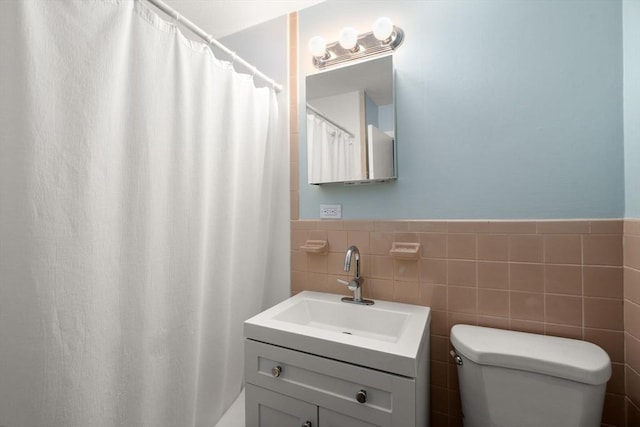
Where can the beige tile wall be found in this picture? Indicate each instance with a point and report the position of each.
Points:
(632, 319)
(552, 277)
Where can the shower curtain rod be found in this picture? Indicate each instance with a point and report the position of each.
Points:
(211, 41)
(328, 120)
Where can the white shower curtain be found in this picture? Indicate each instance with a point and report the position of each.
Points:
(136, 180)
(333, 155)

◆ **WHAT IS EXPECTED**
Across the whole listing, reproduce each line verbatim and exclude every picture.

◆ **RESPONSE TO THIS EXERCISE**
Where can the beige tile wall be found in this picture? Indicate each instance with a point and report the position of each.
Points:
(632, 319)
(552, 277)
Where can the shower curtain rod be found in this picture? Indicate each instance with a point and report the position of each.
Points:
(211, 41)
(328, 120)
Where can the white shower curtain be found in this picture? Indicate each instance with a point and report the position of each.
Points:
(136, 180)
(333, 155)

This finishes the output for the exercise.